■ BRIEF
Copy out the material below with every "keypoint" changed to "marker" and nothing else altered.

■ PROVIDED MATERIAL
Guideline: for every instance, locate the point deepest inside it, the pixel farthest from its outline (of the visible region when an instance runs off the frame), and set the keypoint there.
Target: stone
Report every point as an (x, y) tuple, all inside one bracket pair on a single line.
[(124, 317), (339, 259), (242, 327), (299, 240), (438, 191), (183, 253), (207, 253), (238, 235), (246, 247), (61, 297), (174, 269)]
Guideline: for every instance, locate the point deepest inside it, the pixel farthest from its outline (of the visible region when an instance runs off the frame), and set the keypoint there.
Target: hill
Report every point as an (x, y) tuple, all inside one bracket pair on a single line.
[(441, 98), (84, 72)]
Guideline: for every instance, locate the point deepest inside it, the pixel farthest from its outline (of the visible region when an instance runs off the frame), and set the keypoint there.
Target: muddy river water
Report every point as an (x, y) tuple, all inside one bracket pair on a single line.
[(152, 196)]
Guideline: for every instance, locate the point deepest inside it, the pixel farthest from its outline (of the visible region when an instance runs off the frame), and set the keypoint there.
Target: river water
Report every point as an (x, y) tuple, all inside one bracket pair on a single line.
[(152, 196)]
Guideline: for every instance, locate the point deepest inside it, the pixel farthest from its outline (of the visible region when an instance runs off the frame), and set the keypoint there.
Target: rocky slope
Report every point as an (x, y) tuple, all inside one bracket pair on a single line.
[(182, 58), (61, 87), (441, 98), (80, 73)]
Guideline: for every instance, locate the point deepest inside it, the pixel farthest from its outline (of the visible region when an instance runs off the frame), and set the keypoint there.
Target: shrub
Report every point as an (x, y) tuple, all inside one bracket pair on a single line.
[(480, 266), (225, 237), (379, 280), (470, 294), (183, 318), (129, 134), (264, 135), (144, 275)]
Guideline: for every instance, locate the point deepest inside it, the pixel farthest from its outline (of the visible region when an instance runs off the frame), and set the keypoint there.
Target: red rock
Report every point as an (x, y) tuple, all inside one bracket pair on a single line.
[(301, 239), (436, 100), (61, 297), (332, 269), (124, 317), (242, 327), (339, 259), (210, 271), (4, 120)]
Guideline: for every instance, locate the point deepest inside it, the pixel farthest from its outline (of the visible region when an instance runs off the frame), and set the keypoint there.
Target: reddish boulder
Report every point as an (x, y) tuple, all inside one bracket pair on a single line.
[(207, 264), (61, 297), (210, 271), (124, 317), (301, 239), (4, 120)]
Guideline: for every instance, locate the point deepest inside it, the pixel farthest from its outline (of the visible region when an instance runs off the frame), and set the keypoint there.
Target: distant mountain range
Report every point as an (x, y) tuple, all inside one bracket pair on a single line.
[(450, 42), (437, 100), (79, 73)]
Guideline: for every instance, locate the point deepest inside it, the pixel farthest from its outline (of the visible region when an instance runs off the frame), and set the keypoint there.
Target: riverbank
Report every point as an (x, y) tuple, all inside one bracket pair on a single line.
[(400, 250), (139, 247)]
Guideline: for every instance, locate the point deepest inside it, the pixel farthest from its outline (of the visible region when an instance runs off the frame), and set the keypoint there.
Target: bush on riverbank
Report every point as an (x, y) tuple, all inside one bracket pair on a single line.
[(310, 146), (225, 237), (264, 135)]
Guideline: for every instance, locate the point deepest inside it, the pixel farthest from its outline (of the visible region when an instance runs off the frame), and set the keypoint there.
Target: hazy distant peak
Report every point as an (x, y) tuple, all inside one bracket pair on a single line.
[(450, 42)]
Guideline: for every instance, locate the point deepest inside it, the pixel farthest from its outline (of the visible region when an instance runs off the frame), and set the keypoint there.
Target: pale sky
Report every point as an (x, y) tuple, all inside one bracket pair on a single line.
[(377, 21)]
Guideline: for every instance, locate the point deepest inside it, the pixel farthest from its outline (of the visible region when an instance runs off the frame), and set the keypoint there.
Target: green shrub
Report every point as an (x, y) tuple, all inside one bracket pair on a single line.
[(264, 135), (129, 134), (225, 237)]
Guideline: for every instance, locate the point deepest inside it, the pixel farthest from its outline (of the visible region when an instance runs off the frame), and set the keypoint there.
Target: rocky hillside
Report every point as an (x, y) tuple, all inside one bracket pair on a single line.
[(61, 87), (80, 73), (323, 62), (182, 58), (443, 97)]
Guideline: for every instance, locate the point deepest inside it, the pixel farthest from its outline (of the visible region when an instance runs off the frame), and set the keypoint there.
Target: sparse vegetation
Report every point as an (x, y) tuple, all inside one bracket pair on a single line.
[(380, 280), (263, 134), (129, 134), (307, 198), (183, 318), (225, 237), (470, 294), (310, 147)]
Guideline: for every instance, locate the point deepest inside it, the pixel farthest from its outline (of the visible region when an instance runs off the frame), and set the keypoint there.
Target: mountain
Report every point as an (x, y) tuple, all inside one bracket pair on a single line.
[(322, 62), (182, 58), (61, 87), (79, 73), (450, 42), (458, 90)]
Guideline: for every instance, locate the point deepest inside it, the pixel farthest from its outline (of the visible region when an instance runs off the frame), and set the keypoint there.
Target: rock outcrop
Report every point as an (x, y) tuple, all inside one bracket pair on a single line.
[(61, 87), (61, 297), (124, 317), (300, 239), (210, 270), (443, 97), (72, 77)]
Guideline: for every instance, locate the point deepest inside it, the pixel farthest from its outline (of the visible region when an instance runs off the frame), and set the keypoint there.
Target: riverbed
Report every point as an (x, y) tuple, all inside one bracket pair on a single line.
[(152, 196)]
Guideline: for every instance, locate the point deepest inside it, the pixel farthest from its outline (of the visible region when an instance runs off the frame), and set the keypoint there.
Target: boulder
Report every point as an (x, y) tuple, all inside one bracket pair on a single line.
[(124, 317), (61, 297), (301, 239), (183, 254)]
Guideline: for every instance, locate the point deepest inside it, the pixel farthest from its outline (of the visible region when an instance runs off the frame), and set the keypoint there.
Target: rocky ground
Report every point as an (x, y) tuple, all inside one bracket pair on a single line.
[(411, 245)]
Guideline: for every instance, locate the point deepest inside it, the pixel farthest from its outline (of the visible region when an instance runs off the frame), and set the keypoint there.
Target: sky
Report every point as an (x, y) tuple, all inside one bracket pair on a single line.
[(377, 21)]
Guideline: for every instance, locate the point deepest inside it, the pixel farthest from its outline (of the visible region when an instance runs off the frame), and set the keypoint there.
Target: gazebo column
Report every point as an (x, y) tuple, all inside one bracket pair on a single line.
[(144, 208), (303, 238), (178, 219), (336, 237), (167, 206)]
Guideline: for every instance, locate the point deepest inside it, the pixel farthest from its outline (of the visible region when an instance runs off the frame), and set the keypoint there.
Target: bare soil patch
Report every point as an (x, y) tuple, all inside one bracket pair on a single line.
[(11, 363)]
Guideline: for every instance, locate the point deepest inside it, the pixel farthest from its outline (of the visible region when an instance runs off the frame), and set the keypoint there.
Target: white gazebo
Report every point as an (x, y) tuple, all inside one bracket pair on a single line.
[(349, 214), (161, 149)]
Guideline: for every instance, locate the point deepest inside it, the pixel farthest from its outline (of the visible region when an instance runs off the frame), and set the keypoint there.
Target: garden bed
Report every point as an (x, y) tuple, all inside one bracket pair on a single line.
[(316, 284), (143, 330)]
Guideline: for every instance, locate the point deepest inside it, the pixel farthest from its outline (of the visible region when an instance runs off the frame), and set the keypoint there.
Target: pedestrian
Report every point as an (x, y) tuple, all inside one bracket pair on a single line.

■ EXERCISE OUTPUT
Guideline: for every instance, locate the point deepest inside it, the pixel farthest from its outline (of the visible region when an instance runs off the frame), and set the marker there.
Target: stone
Report every point as an (x, y) tuple, all inside one bracket pair on a single line.
[(124, 317), (339, 259), (242, 327), (299, 240), (438, 191), (183, 253), (207, 253), (238, 235), (246, 247), (61, 297), (174, 269)]
Guideline: for every instance, locate the point deepest inside it, the pixel farthest from its outline (of the visible region when an instance runs off the frame), and set the marker there.
Target: hill
Report every point as an (x, y) tuple, all inside one bracket pair on a single line.
[(441, 98), (84, 72)]
Guideline: for every instance, locate the point deepest inside it, the pixel farthest from its outline (of the visible region when an instance runs off the frame), and set the marker there.
Target: muddy river water
Report every point as an (x, y) tuple, all inside one bracket pair on a single line.
[(152, 196)]
Guideline: for every instance, locate the point deepest inside it, the pixel farthest from its outline (of the visible region when an instance runs off the frame), and set the marker there.
Target: river water
Report every point as an (x, y) tuple, all inside one bracket pair on a single line.
[(152, 196)]
Guideline: for every instance, locate the point deepest inside it, the pixel farthest from its outline (of the visible region when an instance runs off the frame), and set the marker there.
Target: rocky slope
Report every point as an (x, y) tuple, all inside one bracket pair on a single line.
[(182, 58), (61, 87), (441, 98), (80, 73)]
Guideline: for every instance, locate the point deepest inside it, the pixel farthest from its outline (of the visible region when an instance runs off the frame), and set the marker there.
Target: shrub
Report every point as an (x, y) tuple, all inside one bracket pair on a single line.
[(480, 266), (225, 237), (379, 280), (470, 294), (183, 318), (129, 134), (264, 135), (144, 275)]
Guideline: for every instance, locate the point deepest inside it, the pixel farthest from its outline (of the visible region when an instance runs off the frame), and set the marker there.
Target: red rock
Report every point as an (x, y) tuple, all inside one bracket pair on a single line.
[(301, 239), (436, 100), (61, 297), (332, 269), (124, 317), (242, 327), (339, 259), (210, 271), (4, 120)]
Guideline: for every instance, locate the point deepest inside it, the pixel farthest from its outline (of the visible region when an instance runs off the frame), and set the marker there.
Target: reddish boulder
Report every point as an (x, y) tuple, all inside one bracket pair on a single line.
[(207, 264), (61, 297), (210, 271), (124, 317), (301, 239), (4, 120)]
Guideline: for every instance, locate the point deepest inside it, the pixel farthest from its outline (of the visible region when an instance runs off the frame), and set the marker there.
Target: distant mountain range
Report every point as an (x, y) tuple, all inside one bracket pair on a single line.
[(450, 42), (437, 100), (79, 73)]
Guideline: for every instance, locate the point deepest inside it, the pixel farthest from its outline (of the visible region when an instance runs off the frame), and set the marker there.
Target: riverbank
Report every point as an (x, y) tuple, all inside one bracket pair on a single line.
[(400, 250), (139, 247)]
Guideline: for every instance, locate the point deepest inside it, the pixel farthest from its outline (of the visible region when an instance runs off the frame), and set the marker there.
Target: bush on riverbank
Report every point as an (x, y) tuple, all inside one bracket pair on a single line.
[(310, 146), (225, 237), (264, 135)]
Guideline: for every instance, locate the point deepest inside it, the pixel farthest from its outline (of the visible region when an instance runs off the frame), and set the marker there.
Target: hazy distant peak
Report every point as an (x, y) tuple, all inside one bracket pair on a single line.
[(450, 42)]
Guideline: for every instance, locate the point deepest inside it, the pixel farthest from its outline (of the visible region when an instance runs off the frame), and set the marker there.
Target: pale sky
Report every point as an (x, y) tuple, all inside one bracket pair on a single line.
[(377, 21)]
Guideline: for every instance, locate the point deepest inside it, the pixel farthest from its outline (of the visible region when an instance runs off the frame), and set the marker there.
Target: green shrub
Report every point as an (x, y) tuple, all inside one bracket pair on a single line.
[(264, 135), (129, 134), (225, 237)]
Guideline: for every instance, locate the point deepest inside it, the pixel farthest from its outline (of the visible region when an instance runs off the frame), and set the marker there.
Target: rocky hillside
Report every point as an (x, y) tuple, all inside one bracket pair on a single line.
[(61, 87), (80, 73), (323, 62), (182, 58), (443, 97)]
Guideline: for every instance, locate the point deepest inside it, the pixel farthest from its outline (of the visible region when an instance runs off the frame), and set the marker there.
Target: sparse vegetation
Report every point as an (x, y) tuple, all inside one bracket pair on a single line.
[(380, 280), (263, 134), (129, 134), (307, 198), (183, 318), (225, 237), (470, 294), (310, 147)]
Guideline: for every instance, locate the point deepest inside it, the pixel farthest from its outline (of the visible region when an instance runs off the frame), and set the marker there.
Target: mountain
Report every point as an (x, y) tuple, all inside one bracket pair on a single line.
[(322, 62), (182, 58), (61, 87), (79, 73), (450, 42), (458, 90)]
Guideline: for every instance, locate the point deepest inside it, the pixel farthest from its outline (of the visible region when an instance runs off the frame), and set the marker there.
Target: rock outcrop
Report every point as an (x, y) tuple, all inside one bracket pair on a single line.
[(61, 87), (61, 297), (124, 317), (300, 239), (210, 270), (443, 97), (72, 77)]
Guideline: for every instance, locate the point deepest inside it, the pixel farthest from its outline (of the visible region when an instance runs off the frame), and set the marker there.
Target: riverbed
Report every point as an (x, y) tuple, all inside one bracket pair on a single line.
[(152, 196)]
Guideline: for every instance, locate the point deepest inside it, the pixel farthest from its outline (of the visible region when an instance runs off the frame), and set the marker there.
Target: boulder
Report every point as an (x, y) tuple, all inside one bracket pair on a single line.
[(124, 317), (61, 297), (301, 239), (183, 254)]
Guideline: for every instance, locate the point deepest inside it, the pixel farthest from its outline (of the visible region when an instance runs off the frame), and set the marker there.
Target: rocky ground
Report every point as an (x, y) tuple, all inside one bracket pair on a single line.
[(411, 245)]
Guideline: for every instance, locate the point deepest inside it, the pixel farthest from its outline (of the visible region when an instance runs off the frame), and set the marker there.
Target: sky
Report every point as an (x, y) tuple, all inside one bracket pair on a single line.
[(377, 21)]
Guideline: for every instance, locate the point deepest inside it, the pixel farthest from its outline (of the visible region when an instance runs off the frame), and set the marker there.
Target: gazebo column
Report every point as an (x, y) tuple, all inside one bracket pair on a single line.
[(144, 208), (303, 238), (178, 219), (336, 237), (167, 206)]
Guideline: for every instance, locate the point deepest inside it, the pixel farthest from its outline (of the visible region when an instance runs off the frame), and set the marker there.
Target: bare soil patch
Report every point as an (x, y) tuple, all inside one bracket pair on a single line.
[(11, 363)]
Guideline: for every instance, locate the point deepest inside it, the pixel farthest from its outline (of the visible region when an instance runs off the frame), and set the marker there.
Target: white gazebo
Report every point as an (x, y) tuple, all inside one bracket pair on a single line.
[(349, 214), (161, 149)]
Guideline: for every instance, locate the point deepest inside it, the pixel farthest from its outline (of the visible region when an instance runs off the frame), and set the marker there.
Target: garden bed
Report every point as an (x, y) tuple, all inside one bracket pair on a single line.
[(316, 284), (143, 330)]
Guideline: for every instance, locate the point deepest inside it, the pixel farthest from its outline (of the visible region when an instance runs off the frame), and set the marker there.
Target: pedestrian
Report every point as an (x, y) tuple, all inside one bracket pair on a single line.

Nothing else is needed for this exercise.